Records shown:

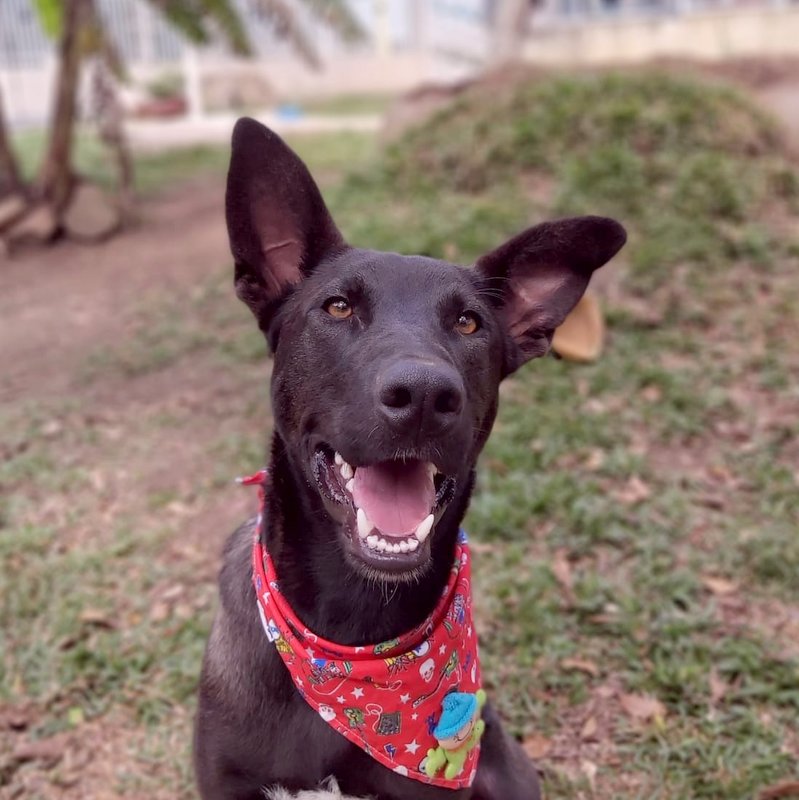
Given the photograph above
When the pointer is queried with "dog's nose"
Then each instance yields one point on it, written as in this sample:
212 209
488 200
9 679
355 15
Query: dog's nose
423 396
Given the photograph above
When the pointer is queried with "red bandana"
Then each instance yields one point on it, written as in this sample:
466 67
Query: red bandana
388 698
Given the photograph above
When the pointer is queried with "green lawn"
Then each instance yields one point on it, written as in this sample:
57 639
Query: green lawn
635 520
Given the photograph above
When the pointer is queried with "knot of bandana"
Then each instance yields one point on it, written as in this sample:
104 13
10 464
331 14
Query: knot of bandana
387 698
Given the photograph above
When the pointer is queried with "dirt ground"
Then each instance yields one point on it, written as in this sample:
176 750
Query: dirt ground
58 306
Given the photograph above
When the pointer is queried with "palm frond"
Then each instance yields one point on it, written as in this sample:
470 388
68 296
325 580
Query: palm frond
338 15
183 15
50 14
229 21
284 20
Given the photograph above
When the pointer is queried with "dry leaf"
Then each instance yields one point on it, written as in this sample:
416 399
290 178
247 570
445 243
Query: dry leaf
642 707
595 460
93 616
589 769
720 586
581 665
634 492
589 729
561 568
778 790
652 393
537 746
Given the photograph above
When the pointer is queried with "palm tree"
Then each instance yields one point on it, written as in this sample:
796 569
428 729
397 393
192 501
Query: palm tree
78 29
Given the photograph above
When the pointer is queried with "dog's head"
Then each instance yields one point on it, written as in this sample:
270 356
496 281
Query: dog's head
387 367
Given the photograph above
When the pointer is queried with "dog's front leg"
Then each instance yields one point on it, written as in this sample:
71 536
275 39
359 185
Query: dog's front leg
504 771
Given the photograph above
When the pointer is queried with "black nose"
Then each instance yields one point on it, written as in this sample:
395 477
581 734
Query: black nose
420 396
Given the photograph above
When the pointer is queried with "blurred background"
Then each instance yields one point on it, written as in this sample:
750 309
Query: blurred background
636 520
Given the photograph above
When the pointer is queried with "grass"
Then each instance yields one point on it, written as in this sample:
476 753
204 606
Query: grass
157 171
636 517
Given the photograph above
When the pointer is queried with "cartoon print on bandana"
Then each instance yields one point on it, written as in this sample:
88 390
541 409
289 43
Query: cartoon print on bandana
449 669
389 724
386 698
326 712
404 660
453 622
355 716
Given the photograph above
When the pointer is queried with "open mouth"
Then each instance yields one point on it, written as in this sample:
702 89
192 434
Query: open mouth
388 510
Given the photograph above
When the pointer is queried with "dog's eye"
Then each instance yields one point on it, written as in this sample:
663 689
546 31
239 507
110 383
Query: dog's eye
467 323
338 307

* * *

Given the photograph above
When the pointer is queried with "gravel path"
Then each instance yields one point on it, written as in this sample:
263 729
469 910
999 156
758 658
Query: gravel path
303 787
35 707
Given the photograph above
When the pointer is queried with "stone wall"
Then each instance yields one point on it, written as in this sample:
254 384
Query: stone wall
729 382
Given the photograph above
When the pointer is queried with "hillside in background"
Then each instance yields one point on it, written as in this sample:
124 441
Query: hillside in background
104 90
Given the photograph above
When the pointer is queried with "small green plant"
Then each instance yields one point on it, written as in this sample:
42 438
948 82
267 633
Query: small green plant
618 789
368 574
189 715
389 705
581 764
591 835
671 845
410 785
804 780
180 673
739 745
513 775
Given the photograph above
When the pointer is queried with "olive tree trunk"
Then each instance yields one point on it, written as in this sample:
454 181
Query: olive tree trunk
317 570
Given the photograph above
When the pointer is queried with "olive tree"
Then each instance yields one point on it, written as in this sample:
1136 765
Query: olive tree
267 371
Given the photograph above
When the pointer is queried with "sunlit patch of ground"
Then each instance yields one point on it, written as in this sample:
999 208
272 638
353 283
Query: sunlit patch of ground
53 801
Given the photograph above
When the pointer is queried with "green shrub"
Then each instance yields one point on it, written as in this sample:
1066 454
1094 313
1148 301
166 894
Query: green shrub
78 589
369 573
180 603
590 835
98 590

* * *

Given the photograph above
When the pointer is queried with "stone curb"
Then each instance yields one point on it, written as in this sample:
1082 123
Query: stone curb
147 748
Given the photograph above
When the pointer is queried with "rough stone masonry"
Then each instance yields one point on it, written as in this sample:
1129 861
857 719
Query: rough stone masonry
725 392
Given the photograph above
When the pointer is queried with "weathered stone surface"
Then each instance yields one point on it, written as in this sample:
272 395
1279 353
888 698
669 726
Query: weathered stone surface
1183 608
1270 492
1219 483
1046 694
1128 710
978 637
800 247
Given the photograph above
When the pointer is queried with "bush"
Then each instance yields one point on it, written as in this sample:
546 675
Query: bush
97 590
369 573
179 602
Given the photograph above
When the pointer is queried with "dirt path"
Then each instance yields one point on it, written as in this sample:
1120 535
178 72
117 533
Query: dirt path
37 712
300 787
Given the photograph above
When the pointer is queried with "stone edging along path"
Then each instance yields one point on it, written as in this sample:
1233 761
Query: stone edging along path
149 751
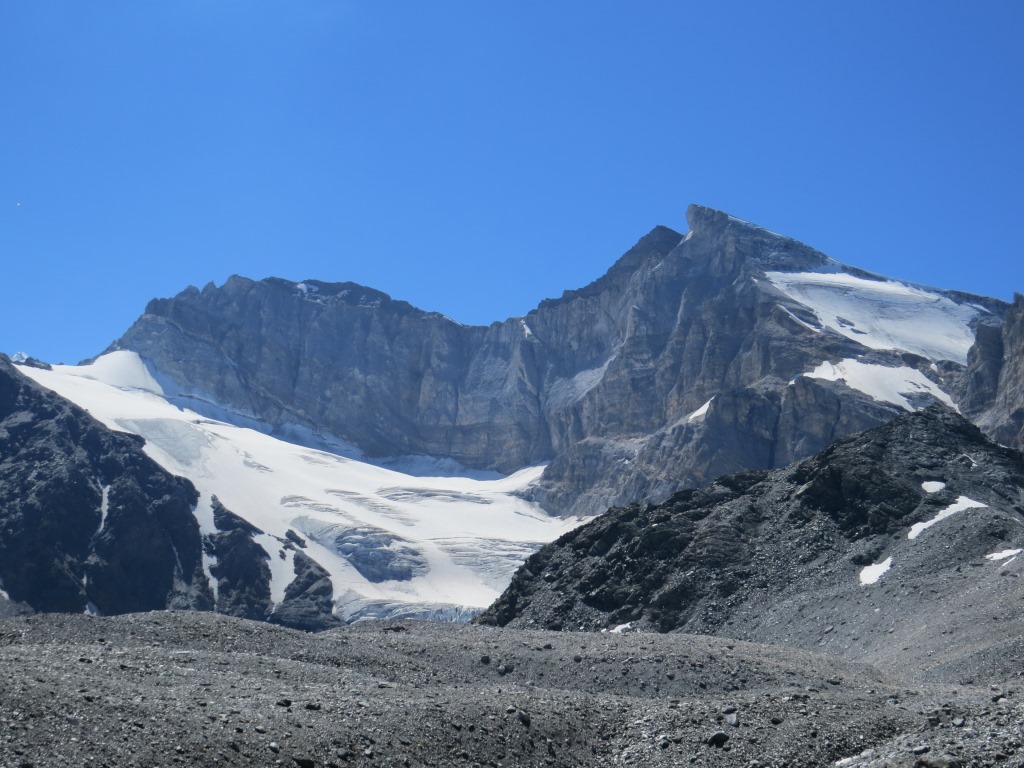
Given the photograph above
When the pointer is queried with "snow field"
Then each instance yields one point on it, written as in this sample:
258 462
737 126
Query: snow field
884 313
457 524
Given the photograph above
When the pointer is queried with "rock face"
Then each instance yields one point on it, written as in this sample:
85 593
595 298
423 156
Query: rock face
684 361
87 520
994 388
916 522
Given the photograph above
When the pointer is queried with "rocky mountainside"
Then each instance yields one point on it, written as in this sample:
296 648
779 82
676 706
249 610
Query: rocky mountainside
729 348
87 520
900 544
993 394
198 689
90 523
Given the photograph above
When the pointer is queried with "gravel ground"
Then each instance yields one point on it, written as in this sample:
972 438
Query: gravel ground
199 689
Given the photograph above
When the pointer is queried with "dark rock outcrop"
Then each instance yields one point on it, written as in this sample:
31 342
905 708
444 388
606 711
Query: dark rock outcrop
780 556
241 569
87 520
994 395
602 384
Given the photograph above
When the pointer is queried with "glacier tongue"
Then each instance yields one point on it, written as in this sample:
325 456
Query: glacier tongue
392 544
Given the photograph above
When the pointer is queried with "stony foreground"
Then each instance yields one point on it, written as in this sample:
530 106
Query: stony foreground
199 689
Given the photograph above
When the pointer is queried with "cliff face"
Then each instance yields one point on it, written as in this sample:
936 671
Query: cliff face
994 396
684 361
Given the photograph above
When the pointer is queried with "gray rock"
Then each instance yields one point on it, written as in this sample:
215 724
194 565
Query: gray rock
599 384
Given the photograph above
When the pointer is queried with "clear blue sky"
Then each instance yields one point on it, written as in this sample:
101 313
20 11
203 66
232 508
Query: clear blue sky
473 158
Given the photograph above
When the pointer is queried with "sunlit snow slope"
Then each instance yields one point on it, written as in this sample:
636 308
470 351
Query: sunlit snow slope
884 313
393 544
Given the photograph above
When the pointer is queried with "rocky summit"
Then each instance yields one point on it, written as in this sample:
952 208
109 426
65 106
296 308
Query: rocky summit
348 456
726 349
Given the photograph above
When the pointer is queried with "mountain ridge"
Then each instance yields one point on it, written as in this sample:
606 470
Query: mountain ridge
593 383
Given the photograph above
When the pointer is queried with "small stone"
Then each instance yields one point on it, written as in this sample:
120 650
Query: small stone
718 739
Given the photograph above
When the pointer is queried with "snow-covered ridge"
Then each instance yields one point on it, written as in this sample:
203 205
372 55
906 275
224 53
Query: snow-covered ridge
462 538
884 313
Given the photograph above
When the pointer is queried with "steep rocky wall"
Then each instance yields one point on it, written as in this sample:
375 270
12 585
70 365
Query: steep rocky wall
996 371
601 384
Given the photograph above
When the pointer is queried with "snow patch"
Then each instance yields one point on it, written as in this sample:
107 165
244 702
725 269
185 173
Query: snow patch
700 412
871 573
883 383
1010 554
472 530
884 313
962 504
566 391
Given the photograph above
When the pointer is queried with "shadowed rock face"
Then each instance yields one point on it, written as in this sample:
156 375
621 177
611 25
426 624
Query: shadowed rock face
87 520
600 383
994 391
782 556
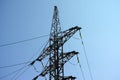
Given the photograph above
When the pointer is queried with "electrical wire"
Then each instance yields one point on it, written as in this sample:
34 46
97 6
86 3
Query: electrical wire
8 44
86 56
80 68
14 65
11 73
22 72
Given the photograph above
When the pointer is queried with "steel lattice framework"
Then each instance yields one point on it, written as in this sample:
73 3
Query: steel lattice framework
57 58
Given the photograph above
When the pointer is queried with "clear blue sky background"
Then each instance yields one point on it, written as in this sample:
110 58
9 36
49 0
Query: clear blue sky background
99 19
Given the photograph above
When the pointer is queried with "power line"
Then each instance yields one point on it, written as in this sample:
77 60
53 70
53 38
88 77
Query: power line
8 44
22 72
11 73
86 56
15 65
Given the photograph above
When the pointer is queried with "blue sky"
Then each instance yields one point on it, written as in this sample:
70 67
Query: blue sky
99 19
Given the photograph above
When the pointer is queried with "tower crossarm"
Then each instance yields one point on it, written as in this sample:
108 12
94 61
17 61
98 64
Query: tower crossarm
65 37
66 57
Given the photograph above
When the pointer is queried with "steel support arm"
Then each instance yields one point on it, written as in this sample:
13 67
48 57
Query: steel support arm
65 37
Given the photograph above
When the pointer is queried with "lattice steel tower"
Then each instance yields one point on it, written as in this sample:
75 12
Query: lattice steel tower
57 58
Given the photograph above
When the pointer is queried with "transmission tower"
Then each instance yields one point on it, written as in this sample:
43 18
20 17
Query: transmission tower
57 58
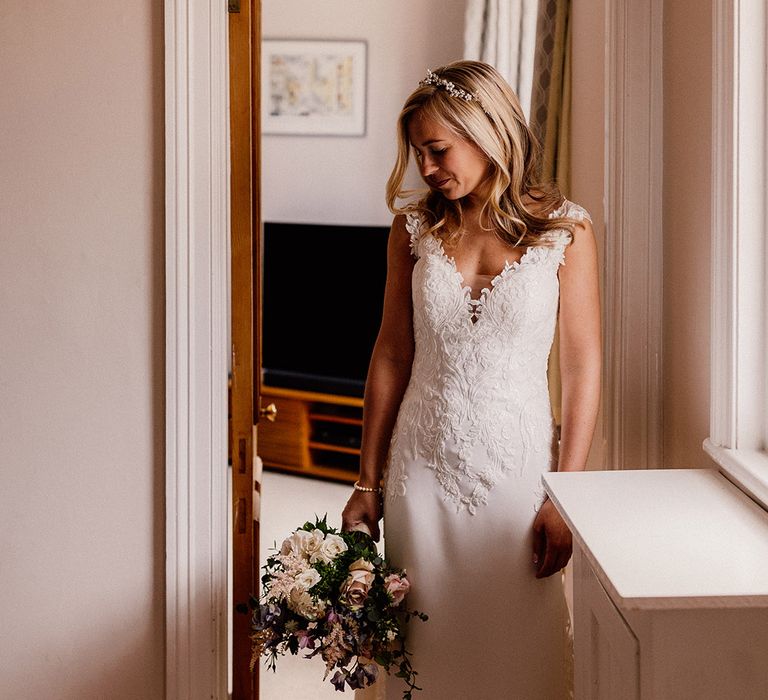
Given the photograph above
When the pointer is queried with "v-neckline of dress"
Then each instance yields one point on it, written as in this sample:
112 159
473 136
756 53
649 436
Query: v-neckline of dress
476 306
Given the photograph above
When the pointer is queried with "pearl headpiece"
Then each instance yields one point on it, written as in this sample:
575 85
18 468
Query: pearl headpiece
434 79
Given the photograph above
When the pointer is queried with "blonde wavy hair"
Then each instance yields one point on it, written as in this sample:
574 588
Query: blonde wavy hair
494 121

Task to carry out:
Locate each line above that contains the word "leaf", and copy every such line.

Solution below:
When the pointer is queried with "dry leaf"
Query: dry leaf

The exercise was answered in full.